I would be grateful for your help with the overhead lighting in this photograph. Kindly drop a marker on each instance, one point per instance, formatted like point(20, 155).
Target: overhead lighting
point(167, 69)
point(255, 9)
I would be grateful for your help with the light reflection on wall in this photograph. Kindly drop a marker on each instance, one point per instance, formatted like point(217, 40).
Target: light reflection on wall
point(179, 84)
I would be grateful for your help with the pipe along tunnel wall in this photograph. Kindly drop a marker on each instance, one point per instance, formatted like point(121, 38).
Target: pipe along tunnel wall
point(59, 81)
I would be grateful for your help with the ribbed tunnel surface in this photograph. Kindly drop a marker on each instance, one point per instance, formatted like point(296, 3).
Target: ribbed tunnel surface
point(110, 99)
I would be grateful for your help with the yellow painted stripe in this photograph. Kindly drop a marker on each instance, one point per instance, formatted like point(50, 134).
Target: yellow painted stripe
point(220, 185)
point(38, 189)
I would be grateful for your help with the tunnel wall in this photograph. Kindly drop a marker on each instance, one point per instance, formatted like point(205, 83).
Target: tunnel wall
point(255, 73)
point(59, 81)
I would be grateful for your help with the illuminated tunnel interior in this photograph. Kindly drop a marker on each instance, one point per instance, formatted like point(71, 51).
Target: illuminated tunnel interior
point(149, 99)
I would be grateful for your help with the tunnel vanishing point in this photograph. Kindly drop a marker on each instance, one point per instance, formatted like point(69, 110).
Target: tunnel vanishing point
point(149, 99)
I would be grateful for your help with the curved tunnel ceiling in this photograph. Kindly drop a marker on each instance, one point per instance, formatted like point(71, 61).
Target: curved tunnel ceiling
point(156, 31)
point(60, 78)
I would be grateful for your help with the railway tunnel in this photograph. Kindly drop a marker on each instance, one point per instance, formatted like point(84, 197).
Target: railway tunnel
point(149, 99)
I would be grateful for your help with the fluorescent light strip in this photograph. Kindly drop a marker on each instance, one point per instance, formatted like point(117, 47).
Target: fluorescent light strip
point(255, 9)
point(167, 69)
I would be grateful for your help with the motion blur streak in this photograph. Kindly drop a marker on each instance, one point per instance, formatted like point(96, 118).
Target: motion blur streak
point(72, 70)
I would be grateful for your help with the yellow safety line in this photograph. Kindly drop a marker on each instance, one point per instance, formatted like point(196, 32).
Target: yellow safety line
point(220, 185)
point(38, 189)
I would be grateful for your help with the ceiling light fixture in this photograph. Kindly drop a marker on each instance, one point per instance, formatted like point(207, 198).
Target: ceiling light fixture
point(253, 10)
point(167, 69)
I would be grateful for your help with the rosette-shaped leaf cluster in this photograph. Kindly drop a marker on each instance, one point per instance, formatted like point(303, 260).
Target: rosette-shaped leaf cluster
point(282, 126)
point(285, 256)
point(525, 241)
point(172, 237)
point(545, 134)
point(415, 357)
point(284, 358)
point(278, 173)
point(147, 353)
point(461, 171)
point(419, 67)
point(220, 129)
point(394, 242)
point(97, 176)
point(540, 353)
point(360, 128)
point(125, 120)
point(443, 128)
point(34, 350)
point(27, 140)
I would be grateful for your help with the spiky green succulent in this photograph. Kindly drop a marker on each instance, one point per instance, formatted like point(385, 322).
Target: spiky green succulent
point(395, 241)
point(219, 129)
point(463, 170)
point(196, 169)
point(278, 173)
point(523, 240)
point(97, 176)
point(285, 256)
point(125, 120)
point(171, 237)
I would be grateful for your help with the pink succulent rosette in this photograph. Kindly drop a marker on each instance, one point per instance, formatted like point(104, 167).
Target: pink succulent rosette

(TO DO):
Please return all of the items above word for word, with no changes.

(RESULT FOR THIS TASK):
I would be grateful for your help with the overhead lighting in this photograph. Kindly drop a marker on each instance, one point per instance, formatted like point(20, 155).
Target: overhead lighting
point(167, 69)
point(255, 9)
I would be grateful for your help with the light reflection on wall in this photograph. Kindly drop a marker on each instance, one point per instance, formatted like point(217, 40).
Target: light reflection on wall
point(179, 84)
I would be grateful for your help with the pipe along tunnel wall in this photograph. Kindly drop a marker on each instance, one point per instance, formatted like point(121, 38).
Target: pipe along tunnel wall
point(59, 81)
I would be grateful for your help with the ribbed tunnel surface in this photograph. Kindly drop a marker on each instance, one point per instance, formatted like point(296, 3).
Target: ribbed tunnel surface
point(110, 99)
I would be grateful for your help with the yellow painted stripe in this photograph. Kindly drop a marker on each instance, one point per instance, formatted like point(50, 134).
Target: yellow painted stripe
point(220, 185)
point(38, 189)
I would be grateful for your help with the tunnel wall in this photograph. Kindly drop a marker on each instance, one point per instance, formatted like point(205, 83).
Target: tunnel wall
point(255, 73)
point(59, 81)
I would be grateful for your help with the illuminated tunnel interior in this photograph. Kindly drop a marker on each instance, one point per instance, formatted like point(71, 51).
Target: illuminated tunnel interior
point(149, 99)
I would be grateful for your help with the tunnel vanishing point in this photograph. Kindly drop a marker on each instance, one point per instance, formatted like point(69, 110).
Target: tunnel vanishing point
point(149, 99)
I would be grateful for your help with the curved tunnel ceiling in this photograph. Kindly drop a marker on each instance, one point per instance, formatted like point(71, 61).
Target: curved tunnel ceiling
point(156, 31)
point(60, 78)
I would be grateful for your help with the railway tunnel in this photograph. Kindly drop a marker on each instance, one point per instance, formatted like point(84, 197).
Target: railway tunnel
point(149, 99)
I would be grateful for your help with the fluorescent light strip in this photograph. Kindly drop a marker on each instance, one point per instance, formatted like point(117, 47).
Target: fluorescent light strip
point(255, 9)
point(167, 69)
I would be grateful for your help with the motion blur streak in this photograph. Kindly drop a marker on each instance, one point per instance, formatted like point(96, 118).
Target: motion blur streak
point(72, 70)
I would be grateful for your help with the yellow safety line in this photograph. Kindly drop a marker on each instance, one point per instance, formatted like point(196, 32).
Target: yellow safety line
point(220, 185)
point(38, 189)
I would be grateful for your help with the ceiling light fixture in this photograph. Kindly drop a marker on each instance, one point per instance, formatted like point(207, 198).
Target: ceiling light fixture
point(253, 10)
point(167, 69)
I would be grateful for your help with the rosette-shaped leaf cluster in this photograph. Kindly drop a marker on each instance, one point per instance, formatted like point(303, 260).
Target: rosette-shaped leaf cluster
point(282, 126)
point(285, 256)
point(525, 241)
point(172, 237)
point(545, 134)
point(415, 357)
point(284, 358)
point(278, 173)
point(147, 353)
point(461, 171)
point(419, 67)
point(220, 129)
point(394, 242)
point(97, 176)
point(540, 353)
point(360, 128)
point(125, 120)
point(443, 128)
point(34, 350)
point(27, 140)
I would be grateful for your help with the spiky green succulent in this photograph. Kindly drop a marker on each instance, one point per instance, formatted like point(385, 322).
Target: spiky green succulent
point(395, 241)
point(219, 129)
point(463, 170)
point(196, 169)
point(278, 173)
point(523, 240)
point(97, 176)
point(285, 256)
point(125, 120)
point(171, 237)
I would be grateful for your help with the pink succulent rosette in this photograph. Kindly drop a marker on each instance, one point per instance, formatted like point(104, 167).
Target: pink succulent rosette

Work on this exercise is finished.